■ PROBLEM REQUIREMENTS: Using the records below, filter out every line that lacks "welded" and copy the rest.

■ MATERIALS PROVIDED:
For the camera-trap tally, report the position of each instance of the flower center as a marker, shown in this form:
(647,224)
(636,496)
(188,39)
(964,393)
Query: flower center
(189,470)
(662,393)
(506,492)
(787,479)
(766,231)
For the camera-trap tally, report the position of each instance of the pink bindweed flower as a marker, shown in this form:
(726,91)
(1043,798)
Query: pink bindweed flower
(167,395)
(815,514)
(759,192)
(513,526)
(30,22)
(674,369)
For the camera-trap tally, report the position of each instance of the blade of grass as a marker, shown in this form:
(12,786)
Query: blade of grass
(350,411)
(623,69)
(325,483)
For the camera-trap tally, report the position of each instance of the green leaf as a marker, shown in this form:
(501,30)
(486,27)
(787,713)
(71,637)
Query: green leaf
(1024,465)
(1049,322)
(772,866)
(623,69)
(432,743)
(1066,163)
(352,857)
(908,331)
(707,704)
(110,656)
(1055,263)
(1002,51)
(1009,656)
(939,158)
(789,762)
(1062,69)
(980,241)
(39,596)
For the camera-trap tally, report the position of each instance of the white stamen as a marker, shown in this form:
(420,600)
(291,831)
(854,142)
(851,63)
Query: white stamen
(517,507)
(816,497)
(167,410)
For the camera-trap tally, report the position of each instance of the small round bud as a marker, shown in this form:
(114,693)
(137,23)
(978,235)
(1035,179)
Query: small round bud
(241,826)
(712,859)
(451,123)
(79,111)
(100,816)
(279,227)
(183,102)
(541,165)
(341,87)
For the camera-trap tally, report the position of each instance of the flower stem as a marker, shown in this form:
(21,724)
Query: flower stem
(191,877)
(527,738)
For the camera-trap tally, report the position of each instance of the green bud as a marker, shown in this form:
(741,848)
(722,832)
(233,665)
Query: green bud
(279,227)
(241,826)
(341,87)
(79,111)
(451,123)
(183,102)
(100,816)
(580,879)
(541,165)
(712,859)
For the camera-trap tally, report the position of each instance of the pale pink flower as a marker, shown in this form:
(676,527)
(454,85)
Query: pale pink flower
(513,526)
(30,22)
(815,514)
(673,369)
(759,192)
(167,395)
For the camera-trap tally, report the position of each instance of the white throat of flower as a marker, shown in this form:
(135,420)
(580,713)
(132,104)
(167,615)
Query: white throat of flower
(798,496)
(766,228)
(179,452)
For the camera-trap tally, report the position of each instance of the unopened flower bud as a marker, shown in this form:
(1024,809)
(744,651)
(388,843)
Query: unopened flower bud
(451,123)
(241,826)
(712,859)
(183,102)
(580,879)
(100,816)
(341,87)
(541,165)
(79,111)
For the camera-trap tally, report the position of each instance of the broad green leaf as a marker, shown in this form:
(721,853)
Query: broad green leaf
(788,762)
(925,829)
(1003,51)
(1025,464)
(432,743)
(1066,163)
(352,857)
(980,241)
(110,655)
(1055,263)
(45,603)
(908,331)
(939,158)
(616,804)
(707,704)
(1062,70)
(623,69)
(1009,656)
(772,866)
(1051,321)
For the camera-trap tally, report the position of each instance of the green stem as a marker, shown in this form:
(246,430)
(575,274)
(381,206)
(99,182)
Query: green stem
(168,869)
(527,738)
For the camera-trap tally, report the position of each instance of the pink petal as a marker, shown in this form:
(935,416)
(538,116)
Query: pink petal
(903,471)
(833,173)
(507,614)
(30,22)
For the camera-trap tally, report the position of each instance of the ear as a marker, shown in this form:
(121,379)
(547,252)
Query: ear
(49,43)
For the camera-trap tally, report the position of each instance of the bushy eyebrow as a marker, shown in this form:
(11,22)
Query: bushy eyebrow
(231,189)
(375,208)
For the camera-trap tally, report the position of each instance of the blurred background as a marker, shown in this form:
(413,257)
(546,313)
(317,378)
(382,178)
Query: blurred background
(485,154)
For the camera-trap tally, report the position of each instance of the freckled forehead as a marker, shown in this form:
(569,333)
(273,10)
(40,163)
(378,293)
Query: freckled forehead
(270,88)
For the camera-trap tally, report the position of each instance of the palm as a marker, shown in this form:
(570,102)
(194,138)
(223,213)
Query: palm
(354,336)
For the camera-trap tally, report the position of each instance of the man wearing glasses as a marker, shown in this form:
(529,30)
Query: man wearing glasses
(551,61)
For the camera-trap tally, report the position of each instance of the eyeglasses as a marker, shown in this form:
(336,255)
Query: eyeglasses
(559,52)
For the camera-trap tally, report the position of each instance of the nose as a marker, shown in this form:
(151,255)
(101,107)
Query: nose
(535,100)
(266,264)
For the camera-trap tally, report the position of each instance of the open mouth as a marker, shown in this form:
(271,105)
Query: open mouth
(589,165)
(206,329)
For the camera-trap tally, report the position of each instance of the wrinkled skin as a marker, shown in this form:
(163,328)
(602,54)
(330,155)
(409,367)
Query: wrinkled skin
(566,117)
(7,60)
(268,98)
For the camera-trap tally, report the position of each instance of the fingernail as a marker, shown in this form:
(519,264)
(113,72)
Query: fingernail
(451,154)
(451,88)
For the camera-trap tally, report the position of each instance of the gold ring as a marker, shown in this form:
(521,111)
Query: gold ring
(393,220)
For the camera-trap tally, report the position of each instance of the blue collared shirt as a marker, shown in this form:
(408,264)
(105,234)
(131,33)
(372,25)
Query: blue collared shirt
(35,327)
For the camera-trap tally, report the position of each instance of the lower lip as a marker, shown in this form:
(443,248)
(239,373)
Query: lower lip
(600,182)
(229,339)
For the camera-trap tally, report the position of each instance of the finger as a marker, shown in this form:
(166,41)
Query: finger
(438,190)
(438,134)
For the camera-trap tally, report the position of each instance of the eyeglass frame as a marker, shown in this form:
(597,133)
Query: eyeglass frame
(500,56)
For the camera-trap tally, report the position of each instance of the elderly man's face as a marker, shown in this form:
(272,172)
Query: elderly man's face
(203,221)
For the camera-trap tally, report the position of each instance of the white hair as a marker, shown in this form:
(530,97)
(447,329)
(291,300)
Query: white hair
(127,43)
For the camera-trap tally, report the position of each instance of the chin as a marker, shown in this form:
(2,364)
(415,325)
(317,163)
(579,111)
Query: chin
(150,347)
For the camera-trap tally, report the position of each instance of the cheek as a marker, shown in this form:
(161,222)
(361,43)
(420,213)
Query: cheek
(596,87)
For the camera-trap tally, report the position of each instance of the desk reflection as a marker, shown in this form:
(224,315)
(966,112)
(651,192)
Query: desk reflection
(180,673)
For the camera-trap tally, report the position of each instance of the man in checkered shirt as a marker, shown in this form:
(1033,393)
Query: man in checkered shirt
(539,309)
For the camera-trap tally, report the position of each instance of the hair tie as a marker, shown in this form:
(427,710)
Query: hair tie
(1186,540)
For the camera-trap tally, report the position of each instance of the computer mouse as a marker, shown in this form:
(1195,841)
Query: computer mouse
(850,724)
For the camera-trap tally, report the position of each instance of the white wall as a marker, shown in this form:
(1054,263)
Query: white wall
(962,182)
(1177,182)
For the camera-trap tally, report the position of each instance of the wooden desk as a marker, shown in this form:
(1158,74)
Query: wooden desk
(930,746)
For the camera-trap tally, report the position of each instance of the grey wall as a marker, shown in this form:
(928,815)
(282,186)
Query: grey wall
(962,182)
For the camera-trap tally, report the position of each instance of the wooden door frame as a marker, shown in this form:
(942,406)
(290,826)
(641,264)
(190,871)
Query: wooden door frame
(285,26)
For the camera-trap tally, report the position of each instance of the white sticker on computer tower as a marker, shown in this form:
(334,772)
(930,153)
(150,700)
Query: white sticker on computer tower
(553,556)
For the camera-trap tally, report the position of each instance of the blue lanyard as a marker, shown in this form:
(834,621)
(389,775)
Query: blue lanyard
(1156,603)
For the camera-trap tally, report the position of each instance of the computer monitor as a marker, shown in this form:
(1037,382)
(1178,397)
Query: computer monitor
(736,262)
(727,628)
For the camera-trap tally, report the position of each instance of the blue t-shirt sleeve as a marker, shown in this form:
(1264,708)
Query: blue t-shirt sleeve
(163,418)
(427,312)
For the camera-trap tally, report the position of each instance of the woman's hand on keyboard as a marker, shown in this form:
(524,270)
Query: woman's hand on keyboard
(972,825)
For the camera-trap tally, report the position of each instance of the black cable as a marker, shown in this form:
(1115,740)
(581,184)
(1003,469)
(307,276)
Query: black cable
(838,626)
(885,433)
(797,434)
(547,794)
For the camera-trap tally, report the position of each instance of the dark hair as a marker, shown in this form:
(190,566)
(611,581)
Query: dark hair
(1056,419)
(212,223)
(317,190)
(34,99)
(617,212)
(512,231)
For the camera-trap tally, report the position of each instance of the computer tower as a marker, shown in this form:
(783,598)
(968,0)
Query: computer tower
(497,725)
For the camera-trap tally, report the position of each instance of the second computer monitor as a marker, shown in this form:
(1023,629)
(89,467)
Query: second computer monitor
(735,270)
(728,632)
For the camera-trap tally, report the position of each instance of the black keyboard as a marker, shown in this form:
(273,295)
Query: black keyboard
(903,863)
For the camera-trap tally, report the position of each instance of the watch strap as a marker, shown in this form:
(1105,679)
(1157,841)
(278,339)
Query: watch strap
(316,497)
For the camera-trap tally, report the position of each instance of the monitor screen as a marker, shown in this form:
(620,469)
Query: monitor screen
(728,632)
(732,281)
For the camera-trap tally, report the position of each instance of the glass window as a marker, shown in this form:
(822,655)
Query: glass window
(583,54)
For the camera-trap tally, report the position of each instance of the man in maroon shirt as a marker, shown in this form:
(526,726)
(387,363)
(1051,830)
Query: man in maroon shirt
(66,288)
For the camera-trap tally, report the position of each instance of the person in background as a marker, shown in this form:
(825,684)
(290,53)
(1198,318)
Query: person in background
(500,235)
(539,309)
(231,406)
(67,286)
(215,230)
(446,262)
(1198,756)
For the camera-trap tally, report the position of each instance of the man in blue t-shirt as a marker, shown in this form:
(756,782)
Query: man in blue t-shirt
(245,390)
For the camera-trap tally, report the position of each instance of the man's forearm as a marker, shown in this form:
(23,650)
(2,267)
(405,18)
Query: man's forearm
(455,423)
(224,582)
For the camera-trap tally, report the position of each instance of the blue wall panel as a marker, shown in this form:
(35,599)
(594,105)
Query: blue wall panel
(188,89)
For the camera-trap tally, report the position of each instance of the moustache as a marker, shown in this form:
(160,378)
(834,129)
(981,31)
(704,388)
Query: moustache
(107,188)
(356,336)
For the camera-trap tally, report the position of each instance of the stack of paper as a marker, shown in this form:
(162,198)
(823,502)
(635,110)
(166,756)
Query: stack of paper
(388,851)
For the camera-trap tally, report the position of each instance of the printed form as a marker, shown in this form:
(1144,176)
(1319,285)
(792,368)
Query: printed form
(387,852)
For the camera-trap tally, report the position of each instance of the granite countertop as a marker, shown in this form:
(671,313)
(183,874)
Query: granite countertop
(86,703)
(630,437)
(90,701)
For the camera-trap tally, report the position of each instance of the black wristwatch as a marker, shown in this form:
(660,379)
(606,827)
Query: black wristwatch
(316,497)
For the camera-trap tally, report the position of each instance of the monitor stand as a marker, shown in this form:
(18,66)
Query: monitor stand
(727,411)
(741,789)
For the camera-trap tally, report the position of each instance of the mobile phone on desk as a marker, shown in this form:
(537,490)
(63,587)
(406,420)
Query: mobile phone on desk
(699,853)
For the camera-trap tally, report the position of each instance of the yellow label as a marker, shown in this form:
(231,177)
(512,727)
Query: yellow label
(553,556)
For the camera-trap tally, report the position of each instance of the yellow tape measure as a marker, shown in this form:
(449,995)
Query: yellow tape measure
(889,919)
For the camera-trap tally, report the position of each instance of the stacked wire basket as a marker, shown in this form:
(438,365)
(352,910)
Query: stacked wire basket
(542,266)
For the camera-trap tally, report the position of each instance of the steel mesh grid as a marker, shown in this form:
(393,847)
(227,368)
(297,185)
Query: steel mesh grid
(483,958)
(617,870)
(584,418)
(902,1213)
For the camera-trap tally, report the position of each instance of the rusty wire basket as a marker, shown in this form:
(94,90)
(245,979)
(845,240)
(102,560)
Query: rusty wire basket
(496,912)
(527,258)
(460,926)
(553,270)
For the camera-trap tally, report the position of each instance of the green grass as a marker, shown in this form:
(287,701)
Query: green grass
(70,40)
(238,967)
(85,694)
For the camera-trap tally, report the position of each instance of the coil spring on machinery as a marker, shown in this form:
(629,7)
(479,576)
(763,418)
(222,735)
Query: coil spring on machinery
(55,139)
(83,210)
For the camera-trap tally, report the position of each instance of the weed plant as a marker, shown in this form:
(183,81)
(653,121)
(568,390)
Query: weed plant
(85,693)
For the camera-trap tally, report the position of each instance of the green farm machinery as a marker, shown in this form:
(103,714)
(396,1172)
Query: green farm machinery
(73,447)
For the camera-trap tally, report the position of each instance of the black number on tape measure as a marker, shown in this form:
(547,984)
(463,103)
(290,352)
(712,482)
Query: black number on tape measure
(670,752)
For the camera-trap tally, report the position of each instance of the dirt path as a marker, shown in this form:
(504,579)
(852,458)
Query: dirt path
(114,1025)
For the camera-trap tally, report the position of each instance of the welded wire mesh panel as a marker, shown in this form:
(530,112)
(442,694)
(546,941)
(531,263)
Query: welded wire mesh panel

■ COMPLETED TASK:
For the camera-trap tally, report the position of each instance of the welded wire mesh panel as a marker, shown in this form:
Query: welded wire mesh panel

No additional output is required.